[Opening Given text section]
Wall Street Journal
December 14, 2011
by Andrei A. Piontkovsky
Moscow--There is a remarkable consistency over the course of Russian history: Every authoritarian regime perished not because of destiny's blows or enemy onslaught but because of internal disease. In the 20th century, it happened twice: the February Revolution of 1917 and Mikhail Gorbachev's Perestroika.
The slow-motion collapse of Vladimir Putin's regime is no different. After more than a decade of authoritarian rule, Mr. Putin's self-described "glorious deeds" have become the object of contempt not just on opposition websites but increasingly on the streets of Moscow and in the mainstream media.
Two events this year sharply accelerated the decline of trust in the regime among elites and the general public. The first was the shameful deal struck with President Dmitry Medvedev on Sept. 24 clearing the way for Mr. Putin to run next year for a third presidential term. The reaction across the country was explosive. Even the most thick-skinned citizens saw that turning the presidency into the object of a private swap made a mockery of the Constitution.
[Closing Given text section]
[Opening Records supplied section]
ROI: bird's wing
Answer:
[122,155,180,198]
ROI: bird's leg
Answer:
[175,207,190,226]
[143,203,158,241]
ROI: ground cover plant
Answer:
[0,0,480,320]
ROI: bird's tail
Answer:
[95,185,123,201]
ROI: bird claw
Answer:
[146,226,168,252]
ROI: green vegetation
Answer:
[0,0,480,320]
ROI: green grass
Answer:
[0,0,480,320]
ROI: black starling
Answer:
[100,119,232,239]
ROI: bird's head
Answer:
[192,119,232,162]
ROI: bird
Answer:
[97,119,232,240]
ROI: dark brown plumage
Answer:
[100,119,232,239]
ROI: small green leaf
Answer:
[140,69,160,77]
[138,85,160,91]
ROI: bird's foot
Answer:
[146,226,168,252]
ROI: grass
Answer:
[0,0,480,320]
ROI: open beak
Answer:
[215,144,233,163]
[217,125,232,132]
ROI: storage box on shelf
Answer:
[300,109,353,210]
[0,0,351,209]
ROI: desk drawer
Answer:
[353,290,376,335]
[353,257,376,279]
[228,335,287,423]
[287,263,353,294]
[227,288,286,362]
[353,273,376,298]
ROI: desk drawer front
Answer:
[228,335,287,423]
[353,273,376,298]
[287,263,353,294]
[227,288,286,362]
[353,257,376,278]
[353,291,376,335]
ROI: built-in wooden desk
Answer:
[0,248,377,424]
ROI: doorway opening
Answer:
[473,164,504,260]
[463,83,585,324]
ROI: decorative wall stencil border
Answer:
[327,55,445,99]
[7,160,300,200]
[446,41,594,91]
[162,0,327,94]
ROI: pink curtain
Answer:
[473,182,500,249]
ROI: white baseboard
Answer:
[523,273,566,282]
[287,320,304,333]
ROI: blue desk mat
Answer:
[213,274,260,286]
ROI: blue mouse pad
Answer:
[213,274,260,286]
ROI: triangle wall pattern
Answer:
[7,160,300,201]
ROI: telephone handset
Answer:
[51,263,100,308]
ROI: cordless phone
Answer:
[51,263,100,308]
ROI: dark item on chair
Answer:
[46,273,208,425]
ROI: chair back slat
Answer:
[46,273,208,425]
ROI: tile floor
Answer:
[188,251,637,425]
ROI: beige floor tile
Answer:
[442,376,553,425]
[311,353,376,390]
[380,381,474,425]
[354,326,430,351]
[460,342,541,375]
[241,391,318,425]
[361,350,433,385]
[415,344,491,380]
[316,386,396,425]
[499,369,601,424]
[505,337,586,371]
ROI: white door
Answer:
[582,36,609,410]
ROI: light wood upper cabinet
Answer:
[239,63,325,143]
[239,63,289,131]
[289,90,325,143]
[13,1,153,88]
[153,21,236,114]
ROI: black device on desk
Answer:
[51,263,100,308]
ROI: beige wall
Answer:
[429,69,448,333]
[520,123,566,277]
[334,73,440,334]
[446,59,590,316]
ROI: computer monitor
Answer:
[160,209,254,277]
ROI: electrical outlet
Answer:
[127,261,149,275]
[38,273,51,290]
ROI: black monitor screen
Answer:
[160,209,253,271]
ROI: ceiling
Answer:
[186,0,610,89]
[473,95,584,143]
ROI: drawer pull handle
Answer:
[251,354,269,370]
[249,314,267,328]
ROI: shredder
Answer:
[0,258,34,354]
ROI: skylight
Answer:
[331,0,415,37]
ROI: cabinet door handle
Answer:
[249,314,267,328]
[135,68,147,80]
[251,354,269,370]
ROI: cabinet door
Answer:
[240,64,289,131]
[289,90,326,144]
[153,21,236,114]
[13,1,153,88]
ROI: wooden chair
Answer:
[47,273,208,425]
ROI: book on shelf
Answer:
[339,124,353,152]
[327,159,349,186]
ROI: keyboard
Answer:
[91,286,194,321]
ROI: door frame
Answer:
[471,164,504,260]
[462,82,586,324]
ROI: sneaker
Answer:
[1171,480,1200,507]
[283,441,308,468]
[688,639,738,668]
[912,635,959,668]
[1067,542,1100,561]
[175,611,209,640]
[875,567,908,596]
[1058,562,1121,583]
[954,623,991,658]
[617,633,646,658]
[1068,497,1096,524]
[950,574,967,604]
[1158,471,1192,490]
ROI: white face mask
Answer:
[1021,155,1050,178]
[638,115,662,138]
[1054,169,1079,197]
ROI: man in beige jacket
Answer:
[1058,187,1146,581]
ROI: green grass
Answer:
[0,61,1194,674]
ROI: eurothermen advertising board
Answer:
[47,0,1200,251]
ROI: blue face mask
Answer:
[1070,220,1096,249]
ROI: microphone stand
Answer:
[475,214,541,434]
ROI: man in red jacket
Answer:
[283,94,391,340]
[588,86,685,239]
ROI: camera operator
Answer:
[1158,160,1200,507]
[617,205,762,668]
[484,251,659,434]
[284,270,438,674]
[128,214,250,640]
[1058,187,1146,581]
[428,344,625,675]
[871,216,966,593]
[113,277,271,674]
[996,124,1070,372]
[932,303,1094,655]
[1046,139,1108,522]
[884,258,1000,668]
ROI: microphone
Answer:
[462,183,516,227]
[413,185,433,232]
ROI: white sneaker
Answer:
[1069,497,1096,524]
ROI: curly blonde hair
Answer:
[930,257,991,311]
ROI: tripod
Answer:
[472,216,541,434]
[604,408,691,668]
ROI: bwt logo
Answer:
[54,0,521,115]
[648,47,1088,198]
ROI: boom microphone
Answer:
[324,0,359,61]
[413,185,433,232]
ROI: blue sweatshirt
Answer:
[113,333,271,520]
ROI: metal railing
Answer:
[Closing Records supplied section]
According to the given text, on what date was the deal struck with President Dmitry Medvedev that cleared the way for a third presidential term?

◆ Solution to the exercise:
September 24